Could you rewrite every row below, swapping "brick chimney" for "chimney stack" and leaving the rest unchanged?

§ Information supplied:
····················

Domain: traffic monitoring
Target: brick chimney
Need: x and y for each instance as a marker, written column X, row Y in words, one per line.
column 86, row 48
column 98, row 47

····················

§ Response:
Domain: traffic monitoring
Target: chimney stack
Need: x and y for each instance as a marker, written column X, row Y in words, one per line.
column 86, row 48
column 98, row 47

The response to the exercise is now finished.